--- start of Data provided ---

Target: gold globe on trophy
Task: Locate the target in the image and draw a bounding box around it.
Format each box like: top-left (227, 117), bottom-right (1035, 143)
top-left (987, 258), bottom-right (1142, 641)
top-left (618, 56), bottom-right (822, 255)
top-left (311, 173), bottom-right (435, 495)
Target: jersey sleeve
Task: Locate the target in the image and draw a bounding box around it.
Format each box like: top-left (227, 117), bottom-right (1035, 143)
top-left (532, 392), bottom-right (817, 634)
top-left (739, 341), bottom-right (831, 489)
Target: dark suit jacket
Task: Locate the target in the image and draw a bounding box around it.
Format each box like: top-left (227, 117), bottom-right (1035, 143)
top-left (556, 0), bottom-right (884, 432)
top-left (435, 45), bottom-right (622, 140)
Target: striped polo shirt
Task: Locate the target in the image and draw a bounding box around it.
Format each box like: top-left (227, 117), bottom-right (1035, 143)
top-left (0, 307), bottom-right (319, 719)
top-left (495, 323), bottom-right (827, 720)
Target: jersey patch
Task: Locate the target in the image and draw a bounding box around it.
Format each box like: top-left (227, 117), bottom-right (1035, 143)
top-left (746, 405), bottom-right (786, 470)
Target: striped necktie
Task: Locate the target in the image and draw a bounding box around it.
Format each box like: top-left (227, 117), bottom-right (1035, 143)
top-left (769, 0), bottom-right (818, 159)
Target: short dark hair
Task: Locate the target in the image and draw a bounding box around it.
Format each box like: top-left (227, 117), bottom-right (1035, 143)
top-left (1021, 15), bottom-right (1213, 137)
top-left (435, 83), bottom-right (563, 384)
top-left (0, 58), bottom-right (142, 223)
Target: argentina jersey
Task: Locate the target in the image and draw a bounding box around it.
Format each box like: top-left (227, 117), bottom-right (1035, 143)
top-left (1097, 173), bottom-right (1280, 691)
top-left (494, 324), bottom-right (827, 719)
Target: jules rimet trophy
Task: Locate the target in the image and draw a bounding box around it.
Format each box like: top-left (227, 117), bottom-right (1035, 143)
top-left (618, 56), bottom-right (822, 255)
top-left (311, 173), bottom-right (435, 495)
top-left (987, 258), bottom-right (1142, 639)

--- end of Data provided ---

> [Your goal]: Rewrite all of the entries above, swapping "bounding box" for "rectangle" everywhere it occurs. Leave every other part unchanged.

> [Exercise output]:
Target: gold globe on trophy
Task: Locate the target in the image and draw a rectangle around it.
Format each box like: top-left (227, 117), bottom-right (1035, 143)
top-left (987, 258), bottom-right (1142, 641)
top-left (618, 56), bottom-right (822, 255)
top-left (311, 173), bottom-right (435, 495)
Target: jersey sleeve
Task: Locate the target in the image and draw a rectangle around it.
Format each box like: top-left (227, 117), bottom-right (1035, 143)
top-left (532, 392), bottom-right (817, 634)
top-left (739, 341), bottom-right (831, 489)
Target: dark suit jacket
Task: Locate the target in the image and draw a rectangle around it.
Format each box like: top-left (227, 117), bottom-right (1035, 143)
top-left (556, 0), bottom-right (884, 432)
top-left (435, 45), bottom-right (622, 140)
Target: striped polo shirt
Task: Locate the target in the image and draw a rectangle around it.
Format each box like: top-left (227, 117), bottom-right (1035, 143)
top-left (0, 307), bottom-right (319, 719)
top-left (495, 323), bottom-right (827, 720)
Target: jersey patch
Task: Locate the target in the image and draw a rectangle around it.
Format each box like: top-left (227, 117), bottom-right (1035, 143)
top-left (746, 405), bottom-right (786, 470)
Target: striped necktie
Task: Locate the target in the image and draw a rectangle around it.
Format each box like: top-left (227, 117), bottom-right (1035, 143)
top-left (769, 0), bottom-right (818, 159)
Target: short dark hair
Task: Locate the target in the image and draw a rectangle around it.
Format each box like: top-left (227, 117), bottom-right (1035, 143)
top-left (1021, 15), bottom-right (1213, 137)
top-left (435, 83), bottom-right (563, 384)
top-left (0, 58), bottom-right (142, 223)
Target: argentina jersey
Task: Locate the target in the image and draw a rectangle around it.
Format each box like: top-left (227, 117), bottom-right (1035, 143)
top-left (1097, 173), bottom-right (1280, 691)
top-left (494, 324), bottom-right (827, 719)
Target: jules rimet trophy
Task: Locate the target in the image and draw a rectangle around it.
Format each box like: top-left (227, 117), bottom-right (1035, 143)
top-left (618, 56), bottom-right (822, 255)
top-left (311, 173), bottom-right (435, 495)
top-left (987, 258), bottom-right (1142, 639)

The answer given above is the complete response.